## Exercise task:
Reproduce the material exactly, omitting nothing.

--- start Material for this exercise ---

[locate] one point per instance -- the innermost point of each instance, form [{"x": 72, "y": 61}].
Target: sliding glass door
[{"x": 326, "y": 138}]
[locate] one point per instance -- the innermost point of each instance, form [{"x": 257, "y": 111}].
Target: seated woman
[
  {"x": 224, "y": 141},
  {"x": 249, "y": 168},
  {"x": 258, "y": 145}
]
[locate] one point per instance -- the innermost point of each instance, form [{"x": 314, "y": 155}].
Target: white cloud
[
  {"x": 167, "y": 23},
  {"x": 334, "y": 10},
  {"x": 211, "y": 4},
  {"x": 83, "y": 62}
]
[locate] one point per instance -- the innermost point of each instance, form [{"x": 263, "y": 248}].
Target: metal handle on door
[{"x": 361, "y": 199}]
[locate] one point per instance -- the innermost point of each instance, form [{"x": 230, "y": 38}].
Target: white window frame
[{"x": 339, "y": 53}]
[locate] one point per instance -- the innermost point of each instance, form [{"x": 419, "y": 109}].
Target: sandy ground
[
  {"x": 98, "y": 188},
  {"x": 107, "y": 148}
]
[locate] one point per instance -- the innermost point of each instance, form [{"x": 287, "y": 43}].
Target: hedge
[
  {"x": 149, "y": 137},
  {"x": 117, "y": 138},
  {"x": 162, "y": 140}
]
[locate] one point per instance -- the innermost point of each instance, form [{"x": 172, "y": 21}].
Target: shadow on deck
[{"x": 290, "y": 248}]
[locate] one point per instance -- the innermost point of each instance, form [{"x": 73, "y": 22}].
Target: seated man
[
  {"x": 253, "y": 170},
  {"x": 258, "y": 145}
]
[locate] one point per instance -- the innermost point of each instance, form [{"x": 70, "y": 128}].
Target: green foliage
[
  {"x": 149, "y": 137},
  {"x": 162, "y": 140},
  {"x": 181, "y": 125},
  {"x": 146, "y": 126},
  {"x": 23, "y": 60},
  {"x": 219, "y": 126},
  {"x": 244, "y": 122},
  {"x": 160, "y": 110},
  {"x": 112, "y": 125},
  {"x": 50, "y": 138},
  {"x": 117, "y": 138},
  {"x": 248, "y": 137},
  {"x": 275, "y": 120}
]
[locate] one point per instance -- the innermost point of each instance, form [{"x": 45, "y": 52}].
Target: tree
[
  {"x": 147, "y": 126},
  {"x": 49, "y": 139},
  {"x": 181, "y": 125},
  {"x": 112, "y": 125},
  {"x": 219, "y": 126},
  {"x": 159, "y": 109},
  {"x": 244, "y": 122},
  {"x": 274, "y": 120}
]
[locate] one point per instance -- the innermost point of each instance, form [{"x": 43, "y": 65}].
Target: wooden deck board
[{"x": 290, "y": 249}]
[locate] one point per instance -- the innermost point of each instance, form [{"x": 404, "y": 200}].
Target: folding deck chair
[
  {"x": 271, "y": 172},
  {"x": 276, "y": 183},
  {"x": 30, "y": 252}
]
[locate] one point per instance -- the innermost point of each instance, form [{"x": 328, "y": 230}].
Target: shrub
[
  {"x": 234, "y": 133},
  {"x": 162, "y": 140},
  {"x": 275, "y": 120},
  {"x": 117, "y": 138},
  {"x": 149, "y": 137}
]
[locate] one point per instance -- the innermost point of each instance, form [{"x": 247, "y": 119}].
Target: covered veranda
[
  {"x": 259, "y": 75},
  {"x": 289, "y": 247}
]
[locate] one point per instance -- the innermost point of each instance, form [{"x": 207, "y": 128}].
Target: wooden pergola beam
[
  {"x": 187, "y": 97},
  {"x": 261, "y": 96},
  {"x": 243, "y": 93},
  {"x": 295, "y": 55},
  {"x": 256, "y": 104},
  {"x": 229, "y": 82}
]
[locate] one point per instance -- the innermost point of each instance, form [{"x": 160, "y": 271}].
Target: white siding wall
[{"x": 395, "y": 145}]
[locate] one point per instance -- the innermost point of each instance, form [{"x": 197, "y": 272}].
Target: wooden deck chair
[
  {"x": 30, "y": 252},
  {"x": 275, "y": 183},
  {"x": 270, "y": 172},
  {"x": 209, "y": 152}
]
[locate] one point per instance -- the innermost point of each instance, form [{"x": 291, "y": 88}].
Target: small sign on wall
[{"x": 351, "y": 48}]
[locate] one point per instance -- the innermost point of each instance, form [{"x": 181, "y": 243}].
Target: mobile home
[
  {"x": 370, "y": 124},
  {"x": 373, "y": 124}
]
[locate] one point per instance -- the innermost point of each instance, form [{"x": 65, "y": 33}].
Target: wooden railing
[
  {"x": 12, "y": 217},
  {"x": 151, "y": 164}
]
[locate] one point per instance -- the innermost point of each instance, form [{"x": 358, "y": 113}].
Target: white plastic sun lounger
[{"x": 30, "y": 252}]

--- end Material for this exercise ---

## Correct result:
[locate] one point per instance -- the innermost point of each instance, form [{"x": 72, "y": 61}].
Target: sliding glass door
[{"x": 326, "y": 138}]
[locate] one point per instance -- the innermost point of each instance, form [{"x": 257, "y": 111}].
Target: seated woman
[
  {"x": 224, "y": 141},
  {"x": 249, "y": 168},
  {"x": 258, "y": 145}
]
[locate] one point per instance -- the innermost point of each instance, form [{"x": 314, "y": 155}].
Target: white cloud
[
  {"x": 167, "y": 23},
  {"x": 334, "y": 10},
  {"x": 211, "y": 4},
  {"x": 83, "y": 62}
]
[locate] one point per instance -- the innermost point of each instance, form [{"x": 263, "y": 248}].
Target: metal handle on door
[{"x": 361, "y": 199}]
[locate] one point per instance -- the innermost point of each instance, form [{"x": 230, "y": 38}].
Target: white window frame
[{"x": 339, "y": 53}]
[locate] one point per instance -- the innermost point of each instance, form [{"x": 419, "y": 109}].
Target: sandy ground
[
  {"x": 98, "y": 188},
  {"x": 107, "y": 148}
]
[locate] one point per instance -- the innermost point of each instance, form [{"x": 287, "y": 43}].
Target: hedge
[
  {"x": 149, "y": 137},
  {"x": 117, "y": 138},
  {"x": 162, "y": 140}
]
[locate] one point per instance -- the innermost point of each instance, form [{"x": 172, "y": 21}].
Target: shadow on deck
[{"x": 290, "y": 248}]
[locate] one point per instance -- the innermost point of each instance, form [{"x": 73, "y": 22}].
Target: seated man
[
  {"x": 253, "y": 170},
  {"x": 258, "y": 145}
]
[locate] one point per instance -- the innermost point of each instance, form [{"x": 70, "y": 128}].
Target: green foliage
[
  {"x": 149, "y": 137},
  {"x": 162, "y": 140},
  {"x": 181, "y": 125},
  {"x": 146, "y": 126},
  {"x": 23, "y": 60},
  {"x": 219, "y": 126},
  {"x": 244, "y": 122},
  {"x": 160, "y": 110},
  {"x": 112, "y": 125},
  {"x": 50, "y": 138},
  {"x": 117, "y": 138},
  {"x": 248, "y": 137},
  {"x": 275, "y": 120}
]
[locate] one point per instance -- the innermost point of each instance, form [{"x": 45, "y": 52}].
Target: tree
[
  {"x": 147, "y": 126},
  {"x": 49, "y": 139},
  {"x": 181, "y": 125},
  {"x": 112, "y": 125},
  {"x": 219, "y": 126},
  {"x": 159, "y": 109},
  {"x": 244, "y": 122},
  {"x": 274, "y": 120}
]
[locate] one point per instance -- the innermost point of each instance, form [{"x": 43, "y": 65}].
Target: wooden deck board
[{"x": 290, "y": 249}]
[locate] one point per instance -- the innermost point of each instance, form [{"x": 404, "y": 200}].
Target: folding deck chair
[
  {"x": 271, "y": 172},
  {"x": 276, "y": 183},
  {"x": 30, "y": 252}
]
[locate] one point per instance -- the innermost point of each instance, form [{"x": 328, "y": 230}].
Target: shrub
[
  {"x": 234, "y": 133},
  {"x": 162, "y": 140},
  {"x": 275, "y": 120},
  {"x": 117, "y": 138},
  {"x": 149, "y": 137}
]
[locate] one point per instance -- the innermost point of each instance, form [{"x": 247, "y": 119}].
Target: covered veranda
[
  {"x": 259, "y": 75},
  {"x": 289, "y": 247}
]
[locate] one point per instance -- the innermost point of each instance, form [{"x": 207, "y": 128}].
Target: wooden pergola beam
[
  {"x": 187, "y": 97},
  {"x": 261, "y": 96},
  {"x": 243, "y": 93},
  {"x": 295, "y": 55},
  {"x": 256, "y": 104},
  {"x": 229, "y": 82}
]
[locate] one point per instance -- the innermost point of each instance, form [{"x": 160, "y": 271}].
Target: white siding wall
[{"x": 395, "y": 145}]
[locate] one point per instance -- the innermost point of each instance, form [{"x": 197, "y": 272}].
Target: wooden deck chair
[
  {"x": 30, "y": 252},
  {"x": 275, "y": 183},
  {"x": 270, "y": 172},
  {"x": 209, "y": 152}
]
[locate] one point per instance -- the innermost point of each instance, form [{"x": 291, "y": 88}].
Target: small sign on wall
[{"x": 351, "y": 48}]
[locate] one point per instance -- the innermost point of each instance, form [{"x": 181, "y": 243}].
Target: mobile home
[
  {"x": 370, "y": 124},
  {"x": 373, "y": 124}
]
[locate] one point per instance -- the innermost point of each instance, form [{"x": 65, "y": 33}].
Target: wooden railing
[
  {"x": 12, "y": 217},
  {"x": 151, "y": 164}
]
[locate] one point per instance -- the innermost point of each instance, form [{"x": 358, "y": 113}].
Target: white plastic sun lounger
[{"x": 30, "y": 252}]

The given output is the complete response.